Thursday, January 28, 2010

The iPad is going to be transformational for architecture


Apple iPad, originally uploaded by iLounge.

...We just need some savvy app developer to create a multi-touch drafting tool, probably jigging up a knock off of SketchUp. You will see architects picking it up once they realize how much 10 fingers working in unison can triple their modeling production. They will simply outproduce their mouse-bound brethren. Here is the interface I was waiting for! Of course, since I already carry a "man bag" for my sketchbook and pens, it won't be a great adjustment for me to tote around. The architectural digirati, who have long left the manual arts, will probably adjust to it grudgingly. Eventually, it will come to the architecture office in the form of a more ample cousin "the iTable" (Steve Jobs are you listening?). ...Yes, I cannot wait to sit at a semblance of a drafting table again!

I predict that it will be graphic artists who will pick up on the multi-touch drawing utility first. So if Adobe has its act together it should already be working on a multi-touch version of Illustrator. Keeping my fingers crossed...

Tuesday, January 26, 2010

Architecture: 5¢ (Vision: $120/hr) ...Why the World Needs More Architects

Architects all over are preparing for lean times. With 20% of of them laid off since last summer, many are facing the stark reality that they may never return to the career (or pay scale) that made the grinding misery of grad school and their long slog of internships pay off. A NYT report about laid-off architects searching novel ways to find clients or strike out in new directions is stirring quite a discussion among architects in Charlotte (and I'm sure nationwide). So I thought I'd take this opportunity to add my own 2 cents to the discussion.

### To do
(a) Retype part of the architecture blog excerpt word for word, beginning at the words "Tuesday, January 26, 2010" and stopping after "to the discussion.".
(b) In the architecture blog excerpt, which group does the writer predict will be first to pick up on the multi-touch drawing utility?
(c) Proceed with the architecture blog excerpt, writing on from its last sentence.
The rows that come next are separate material with no connection to the architecture blog excerpt.

### Records provided
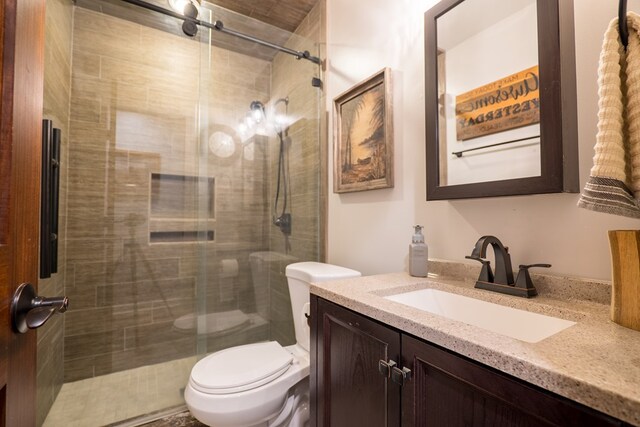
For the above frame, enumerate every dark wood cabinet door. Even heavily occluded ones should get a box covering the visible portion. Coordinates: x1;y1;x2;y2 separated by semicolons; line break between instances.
402;335;623;427
311;297;400;427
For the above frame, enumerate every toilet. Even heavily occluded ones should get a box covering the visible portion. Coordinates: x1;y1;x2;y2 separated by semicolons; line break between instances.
184;262;360;427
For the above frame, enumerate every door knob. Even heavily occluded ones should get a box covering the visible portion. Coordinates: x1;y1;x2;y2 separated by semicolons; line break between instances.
378;359;396;378
11;283;69;334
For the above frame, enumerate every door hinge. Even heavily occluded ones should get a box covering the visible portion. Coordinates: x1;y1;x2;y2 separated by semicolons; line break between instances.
391;366;411;386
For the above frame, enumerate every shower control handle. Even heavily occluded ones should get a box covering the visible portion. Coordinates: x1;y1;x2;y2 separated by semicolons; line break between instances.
11;283;69;334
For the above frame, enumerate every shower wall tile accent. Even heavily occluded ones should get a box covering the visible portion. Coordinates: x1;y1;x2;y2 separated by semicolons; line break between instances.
269;1;327;345
64;7;271;381
36;0;73;426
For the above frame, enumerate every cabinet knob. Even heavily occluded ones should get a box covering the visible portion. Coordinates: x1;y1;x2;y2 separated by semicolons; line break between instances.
391;366;411;386
378;360;397;378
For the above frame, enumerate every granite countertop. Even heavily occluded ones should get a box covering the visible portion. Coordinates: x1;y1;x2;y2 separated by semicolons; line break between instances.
311;269;640;426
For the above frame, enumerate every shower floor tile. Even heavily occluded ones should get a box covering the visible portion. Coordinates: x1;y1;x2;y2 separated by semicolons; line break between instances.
43;357;198;427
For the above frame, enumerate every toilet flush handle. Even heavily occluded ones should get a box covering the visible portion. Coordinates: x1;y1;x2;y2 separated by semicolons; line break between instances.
300;303;311;327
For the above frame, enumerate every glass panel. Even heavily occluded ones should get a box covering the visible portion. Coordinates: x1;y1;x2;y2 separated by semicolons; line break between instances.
437;0;541;186
38;0;321;426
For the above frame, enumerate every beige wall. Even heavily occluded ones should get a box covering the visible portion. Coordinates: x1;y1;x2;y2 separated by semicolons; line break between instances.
36;0;73;425
327;0;640;280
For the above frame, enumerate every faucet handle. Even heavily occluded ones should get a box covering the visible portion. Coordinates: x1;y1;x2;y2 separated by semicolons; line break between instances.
465;255;493;283
515;264;551;297
518;264;551;269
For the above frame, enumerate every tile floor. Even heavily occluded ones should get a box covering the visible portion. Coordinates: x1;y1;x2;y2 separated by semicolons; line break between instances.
140;411;206;427
43;356;197;427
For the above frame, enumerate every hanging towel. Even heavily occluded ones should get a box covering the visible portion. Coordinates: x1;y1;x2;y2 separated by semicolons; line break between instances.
578;12;640;218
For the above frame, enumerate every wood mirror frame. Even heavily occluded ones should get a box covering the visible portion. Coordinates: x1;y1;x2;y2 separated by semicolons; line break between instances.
425;0;579;200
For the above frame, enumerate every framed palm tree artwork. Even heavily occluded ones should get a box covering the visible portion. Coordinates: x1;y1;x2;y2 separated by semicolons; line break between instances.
333;68;393;193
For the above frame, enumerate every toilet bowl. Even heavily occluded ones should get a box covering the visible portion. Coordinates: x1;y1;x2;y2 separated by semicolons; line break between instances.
184;262;360;427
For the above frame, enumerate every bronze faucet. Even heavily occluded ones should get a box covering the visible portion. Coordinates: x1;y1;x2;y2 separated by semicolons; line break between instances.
465;236;551;298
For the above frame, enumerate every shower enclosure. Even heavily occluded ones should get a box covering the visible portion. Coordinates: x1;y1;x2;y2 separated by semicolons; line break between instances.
37;0;325;426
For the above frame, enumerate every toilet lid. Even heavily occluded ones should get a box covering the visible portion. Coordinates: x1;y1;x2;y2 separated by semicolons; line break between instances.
191;341;293;394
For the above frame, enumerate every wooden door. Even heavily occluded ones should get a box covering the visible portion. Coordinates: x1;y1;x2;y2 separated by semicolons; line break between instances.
0;0;44;427
311;297;400;427
402;335;623;427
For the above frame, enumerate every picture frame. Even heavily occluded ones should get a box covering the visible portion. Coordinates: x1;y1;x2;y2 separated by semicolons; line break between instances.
333;68;393;193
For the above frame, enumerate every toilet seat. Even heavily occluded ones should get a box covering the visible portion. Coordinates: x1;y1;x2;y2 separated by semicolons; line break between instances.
190;341;293;394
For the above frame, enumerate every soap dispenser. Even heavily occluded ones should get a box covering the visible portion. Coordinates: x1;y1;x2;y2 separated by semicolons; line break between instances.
409;225;429;277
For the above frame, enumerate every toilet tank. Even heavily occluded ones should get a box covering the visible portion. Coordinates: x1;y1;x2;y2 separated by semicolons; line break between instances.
285;262;362;351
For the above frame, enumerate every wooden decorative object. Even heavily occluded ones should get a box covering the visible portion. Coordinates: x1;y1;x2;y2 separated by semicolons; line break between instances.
333;68;393;193
609;230;640;331
456;65;540;141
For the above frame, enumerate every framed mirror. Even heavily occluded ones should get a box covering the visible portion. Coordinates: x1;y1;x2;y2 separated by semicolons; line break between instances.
425;0;579;200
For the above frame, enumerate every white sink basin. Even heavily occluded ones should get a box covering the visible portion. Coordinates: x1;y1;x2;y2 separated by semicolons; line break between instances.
385;289;576;343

### Responses for each task
(a)
Tuesday, January 26, 2010

Architecture: 5¢ (Vision: $120/hr) ...Why the World Needs More Architects

Architects all over are preparing for lean times. With 20% of of them laid off since last summer, many are facing the stark reality that they may never return to the career (or pay scale) that made the grinding misery of grad school and their long slog of internships pay off. A NYT report about laid-off architects searching novel ways to find clients or strike out in new directions is stirring quite a discussion among architects in Charlotte (and I'm sure nationwide). So I thought I'd take this opportunity to add my own 2 cents to the discussion.

(b) Graphic artists.

(c)
In Charlotte, the statistics of laid off architects are miserable. Last June, our local business journal reported the claim that a whooping 40% of Charlottean architects had been laid off since the recession started. When I read this I wondered whether the nation now had twice the number of architects it could employ. But I have plenty of reasons to think otherwise.

First off, hats off to the laid-off architects who are branching out from their traditional client base and putting their hard earned skills to work creatively in fields that may not be associated with "architecture". There are plenty of Design problems out there that architects can contribute to, even if a building is not involved. So kudos for going out and finding them. Thankfully, I'm a product of architecture graduate school, so I know what we were really trained to tackle from our earliest Level I studio. If your professors were even vaguely competent, they did not "teach" you architecture...rather they trained you to think like a designer. A designer deals with the world as we encounter it. This recession too is a problem of an architectural malaise, spurred by our own work or the work that left us, and therefore, architects need to creatively design the solution.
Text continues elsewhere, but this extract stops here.